### [EXERCISE BRIEF]
Express all of the entries below as a two-column CSV with the headers "prompt" and "points", one row per entry. Put each entry's full text in a single quoted field and its answer in another, with every line break replaced by a space.

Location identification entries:

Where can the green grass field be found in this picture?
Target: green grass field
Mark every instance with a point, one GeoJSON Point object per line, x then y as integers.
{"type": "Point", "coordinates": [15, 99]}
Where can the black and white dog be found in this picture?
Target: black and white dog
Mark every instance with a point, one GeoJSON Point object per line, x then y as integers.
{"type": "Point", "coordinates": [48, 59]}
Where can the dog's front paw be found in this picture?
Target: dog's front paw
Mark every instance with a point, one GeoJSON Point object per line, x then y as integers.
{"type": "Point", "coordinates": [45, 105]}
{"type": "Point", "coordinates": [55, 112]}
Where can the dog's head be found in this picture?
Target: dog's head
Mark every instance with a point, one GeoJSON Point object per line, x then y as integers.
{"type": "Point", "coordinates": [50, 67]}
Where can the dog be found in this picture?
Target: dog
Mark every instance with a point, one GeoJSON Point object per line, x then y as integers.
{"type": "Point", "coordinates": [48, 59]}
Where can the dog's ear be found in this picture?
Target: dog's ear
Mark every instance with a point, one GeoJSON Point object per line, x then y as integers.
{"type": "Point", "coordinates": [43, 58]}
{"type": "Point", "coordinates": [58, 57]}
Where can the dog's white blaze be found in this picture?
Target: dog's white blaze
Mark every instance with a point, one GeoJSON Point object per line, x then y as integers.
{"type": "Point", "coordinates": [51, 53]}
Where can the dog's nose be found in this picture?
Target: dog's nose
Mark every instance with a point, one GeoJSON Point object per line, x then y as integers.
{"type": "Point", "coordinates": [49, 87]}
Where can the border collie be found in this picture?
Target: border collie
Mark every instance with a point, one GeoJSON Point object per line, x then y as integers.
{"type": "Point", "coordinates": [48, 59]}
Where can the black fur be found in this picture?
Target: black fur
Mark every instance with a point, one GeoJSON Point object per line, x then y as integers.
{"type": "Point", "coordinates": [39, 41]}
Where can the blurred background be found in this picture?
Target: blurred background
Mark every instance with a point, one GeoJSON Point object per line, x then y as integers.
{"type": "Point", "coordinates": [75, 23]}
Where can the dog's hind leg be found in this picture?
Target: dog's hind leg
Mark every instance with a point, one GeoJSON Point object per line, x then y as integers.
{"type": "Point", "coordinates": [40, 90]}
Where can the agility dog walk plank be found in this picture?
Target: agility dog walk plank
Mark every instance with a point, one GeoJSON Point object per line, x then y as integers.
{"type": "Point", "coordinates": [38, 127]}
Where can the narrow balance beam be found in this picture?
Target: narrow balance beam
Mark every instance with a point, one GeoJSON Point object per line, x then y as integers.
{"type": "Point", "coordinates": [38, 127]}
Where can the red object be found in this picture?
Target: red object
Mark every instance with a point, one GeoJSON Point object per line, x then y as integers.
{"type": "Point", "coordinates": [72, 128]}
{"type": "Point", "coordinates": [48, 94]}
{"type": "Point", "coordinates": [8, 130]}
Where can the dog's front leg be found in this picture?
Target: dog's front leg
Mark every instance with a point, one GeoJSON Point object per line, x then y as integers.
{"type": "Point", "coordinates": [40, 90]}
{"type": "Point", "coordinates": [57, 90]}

### [SOLUTION TO THIS PROBLEM]
prompt,points
"Where can the green grass field be found in this picture? Target: green grass field Mark every instance with a point, one GeoJSON Point object per line, x then y as integers.","{""type"": ""Point"", ""coordinates"": [15, 99]}"
"Where can the black and white dog be found in this picture? Target: black and white dog Mark every instance with a point, one GeoJSON Point object per line, x then y as integers.","{""type"": ""Point"", ""coordinates"": [48, 59]}"
"Where can the dog's front paw be found in this picture? Target: dog's front paw Mark every instance with a point, one GeoJSON Point object per line, x then y as integers.","{""type"": ""Point"", ""coordinates"": [45, 105]} {""type"": ""Point"", ""coordinates"": [55, 112]}"
"Where can the dog's head be found in this picture? Target: dog's head Mark every instance with a point, one GeoJSON Point object per line, x then y as integers.","{""type"": ""Point"", ""coordinates"": [50, 67]}"
"Where can the dog be found in this picture? Target: dog Mark every instance with a point, one GeoJSON Point object per line, x then y as integers.","{""type"": ""Point"", ""coordinates"": [48, 59]}"
"Where can the dog's ear be found in this picture? Target: dog's ear Mark every instance with a point, one GeoJSON Point object per line, x then y as integers.","{""type"": ""Point"", ""coordinates"": [43, 58]} {""type"": ""Point"", ""coordinates"": [58, 57]}"
"Where can the dog's white blaze be found in this picture? Target: dog's white blaze Mark every instance with a point, one GeoJSON Point object per line, x then y as integers.","{""type"": ""Point"", ""coordinates"": [51, 53]}"
"Where can the dog's nose be found in this picture? Target: dog's nose Mark every instance with a point, one GeoJSON Point object per line, x then y as integers.","{""type"": ""Point"", ""coordinates"": [49, 87]}"
"Where can the border collie be found in this picture? Target: border collie Mark every instance with a point, one GeoJSON Point object per line, x then y as integers.","{""type"": ""Point"", ""coordinates"": [48, 59]}"
"Where can the black fur be found in this picture? Target: black fur Mark every instance with a point, one GeoJSON Point object per line, x then y as integers.","{""type"": ""Point"", ""coordinates"": [39, 41]}"
"Where can the blurred background be found in this picture? Target: blurred background Mark every instance with a point, one GeoJSON Point object per line, x then y as integers.","{""type"": ""Point"", ""coordinates"": [75, 23]}"
"Where can the dog's hind leg be found in this picture? Target: dog's hind leg Mark every instance with a point, one GeoJSON Point object per line, x then y as integers.","{""type"": ""Point"", ""coordinates"": [40, 90]}"
"Where can the agility dog walk plank be found in this picture? Target: agility dog walk plank Mark every instance with a point, one GeoJSON Point object per line, x then y as integers.","{""type"": ""Point"", ""coordinates"": [38, 127]}"
"Where can the narrow balance beam be found in this picture? Target: narrow balance beam Mark every instance with a point, one GeoJSON Point object per line, x then y as integers.","{""type"": ""Point"", ""coordinates"": [38, 127]}"
"Where can the red object be found in this picture? Target: red object Mark every instance with a point, one GeoJSON Point object per line, x then y as integers.","{""type"": ""Point"", ""coordinates"": [72, 128]} {""type"": ""Point"", ""coordinates"": [48, 94]} {""type"": ""Point"", ""coordinates"": [8, 130]}"
"Where can the dog's front leg be found in this picture? Target: dog's front leg Mark every instance with a point, one GeoJSON Point object per line, x then y as integers.","{""type"": ""Point"", ""coordinates"": [40, 90]} {""type"": ""Point"", ""coordinates"": [57, 90]}"